Omit the images, then print each record below exactly as it reads.

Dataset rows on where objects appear
○ ○ ○ ○ ○

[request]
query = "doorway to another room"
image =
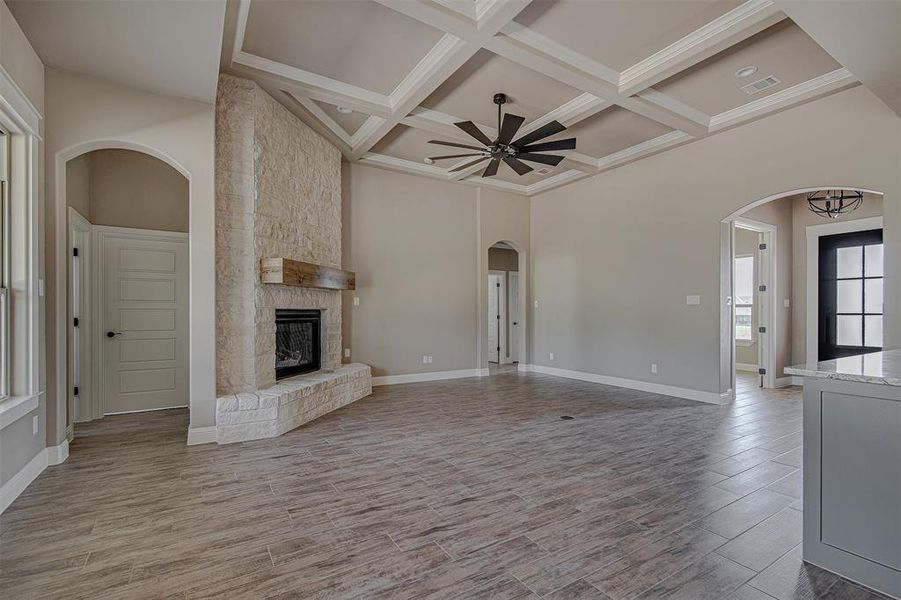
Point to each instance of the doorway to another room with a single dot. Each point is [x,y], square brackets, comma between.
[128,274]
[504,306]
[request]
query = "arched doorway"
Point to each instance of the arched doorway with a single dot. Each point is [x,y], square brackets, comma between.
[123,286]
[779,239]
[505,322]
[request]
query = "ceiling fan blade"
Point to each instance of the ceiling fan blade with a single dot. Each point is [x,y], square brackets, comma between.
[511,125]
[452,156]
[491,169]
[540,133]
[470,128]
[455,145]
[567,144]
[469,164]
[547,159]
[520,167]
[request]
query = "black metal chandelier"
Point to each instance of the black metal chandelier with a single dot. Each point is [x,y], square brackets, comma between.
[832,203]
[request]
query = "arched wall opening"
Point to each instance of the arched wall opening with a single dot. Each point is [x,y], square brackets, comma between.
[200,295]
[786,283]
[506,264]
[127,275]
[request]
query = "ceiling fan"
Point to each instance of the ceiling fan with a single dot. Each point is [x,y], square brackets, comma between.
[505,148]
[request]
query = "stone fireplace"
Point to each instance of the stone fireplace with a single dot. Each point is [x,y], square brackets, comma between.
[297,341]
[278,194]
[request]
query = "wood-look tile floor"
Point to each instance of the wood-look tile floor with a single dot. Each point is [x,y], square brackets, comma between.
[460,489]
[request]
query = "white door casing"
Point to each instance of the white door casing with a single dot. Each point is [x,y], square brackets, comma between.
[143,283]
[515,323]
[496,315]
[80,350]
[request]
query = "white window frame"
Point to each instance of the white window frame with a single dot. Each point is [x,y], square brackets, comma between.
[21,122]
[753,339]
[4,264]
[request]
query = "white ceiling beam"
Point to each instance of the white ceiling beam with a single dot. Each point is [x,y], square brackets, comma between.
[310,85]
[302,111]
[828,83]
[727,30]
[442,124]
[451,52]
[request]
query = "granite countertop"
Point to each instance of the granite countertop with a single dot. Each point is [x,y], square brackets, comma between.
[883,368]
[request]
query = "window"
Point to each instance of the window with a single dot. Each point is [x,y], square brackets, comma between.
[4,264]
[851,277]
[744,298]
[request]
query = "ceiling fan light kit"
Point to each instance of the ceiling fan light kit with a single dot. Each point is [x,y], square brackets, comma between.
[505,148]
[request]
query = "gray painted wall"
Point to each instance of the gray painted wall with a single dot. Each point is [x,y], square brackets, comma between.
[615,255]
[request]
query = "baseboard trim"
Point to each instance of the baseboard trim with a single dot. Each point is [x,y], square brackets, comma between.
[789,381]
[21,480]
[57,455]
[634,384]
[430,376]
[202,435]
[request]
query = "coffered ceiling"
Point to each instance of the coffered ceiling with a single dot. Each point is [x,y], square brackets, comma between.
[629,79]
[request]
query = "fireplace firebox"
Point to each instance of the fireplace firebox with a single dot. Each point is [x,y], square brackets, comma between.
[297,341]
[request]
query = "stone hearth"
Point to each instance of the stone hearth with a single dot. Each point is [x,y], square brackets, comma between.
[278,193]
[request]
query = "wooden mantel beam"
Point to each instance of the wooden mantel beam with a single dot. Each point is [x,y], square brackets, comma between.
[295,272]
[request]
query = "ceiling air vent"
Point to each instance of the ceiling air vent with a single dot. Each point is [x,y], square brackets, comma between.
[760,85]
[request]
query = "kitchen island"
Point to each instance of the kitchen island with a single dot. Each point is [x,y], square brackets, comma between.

○ ○ ○ ○ ○

• _Final result_:
[request]
query = "doorway to another room"
image =
Point to each instance of the doorway to another room with a single dot. Each point is [x,y], square brackets, comma between.
[128,274]
[504,306]
[request]
query = "arched doorway"
Point to each instance of the arched doorway with a single dot. Each point is [x,y], square brackets, comma between.
[123,286]
[779,239]
[505,322]
[request]
query = "ceiling fan blade"
Point to each instance of the ceiling fan blade with a single dot. Each point is [x,y], square brackets, comma between.
[511,125]
[452,156]
[491,169]
[540,133]
[470,128]
[455,145]
[567,144]
[469,164]
[547,159]
[520,167]
[request]
query = "black metal chandelier"
Point to each instance of the black metal chandelier with a single dot. Each point is [x,y], square brackets, comma between.
[832,203]
[request]
query = "arched wall opening"
Point to each instance of the arched wall opening with a single dot. Each point is [x,y], square brackets, comma between.
[200,295]
[786,283]
[506,264]
[127,275]
[request]
query = "ceiling fan"
Point to each instance of the ceiling fan with a single dot. Each point is [x,y], square brackets, comma between.
[505,148]
[request]
query = "stone fireplace"
Point to each instance of the stone fireplace with a single dot. Each point is [x,y], square brackets, comma between.
[297,341]
[278,194]
[request]
query = "wood-look tile floor"
Point to each instance of the wood-look tile floor with a single dot. Each point is [x,y], square brackets, comma between.
[460,489]
[request]
query = "white door casing"
Point to each instance of the white door casing with a single dot. Each point is [x,y], square brackets, comma between.
[143,283]
[515,323]
[496,315]
[80,350]
[request]
query = "white window frame"
Point to each instance of the white window frame with a single dot. Each point is [x,y], square brackets, comma between.
[21,122]
[753,339]
[4,264]
[request]
query = "white ceiling beam"
Point to each instance of the white ceiling beam with a single dot. Each point is [x,y], square brackets, comma between.
[310,85]
[302,111]
[828,83]
[727,30]
[442,124]
[451,52]
[request]
query = "granite countertop"
Point to each instance of the granite countertop with a single dot. Each point is [x,y], square brackets, comma between.
[883,368]
[request]
query = "window"
Point to each instance of the window with a single dot. Each point is [x,y], square brackets, comma between.
[4,264]
[851,277]
[744,298]
[request]
query = "ceiling fan light kit"
Point to each instance of the ceiling fan light kit with a single dot. Each point is [x,y], square brackets, comma between.
[505,148]
[request]
query = "gray painted wall"
Point to each instance of the gray painted wall with a single dot. Each point is [x,y], square brackets, comma between.
[615,255]
[request]
query = "baseboard trim"
Point to each instance of the baseboard trim with a single dot. Each point is [x,y], square brackets, comma between.
[789,381]
[21,480]
[57,455]
[634,384]
[430,376]
[202,435]
[request]
query = "coffered ceiling"
Point to each instance of the coffered ceiling with a single dot. Each point is [x,y], square brackets, comma between.
[629,79]
[request]
query = "fireplace firebox"
Point to each instance of the fireplace firebox with a single dot. Each point is [x,y], square brackets, comma between.
[297,341]
[request]
query = "stone hearth"
Point to each instance of the stone hearth with a single dot. Each point is [x,y], square brackets, comma between.
[278,193]
[request]
query = "wooden mantel beam"
Point to each instance of the wooden mantel beam with a single dot. Each point is [x,y], square brackets, comma between.
[295,272]
[request]
query = "ceiling air vent"
Point to each instance of the ceiling air vent with a single dot. Each point is [x,y], square brackets, comma between.
[760,85]
[request]
query = "kitchen island"
Point to each instance of the kitchen island with a single dot. Each point is [x,y], square brackets, comma between.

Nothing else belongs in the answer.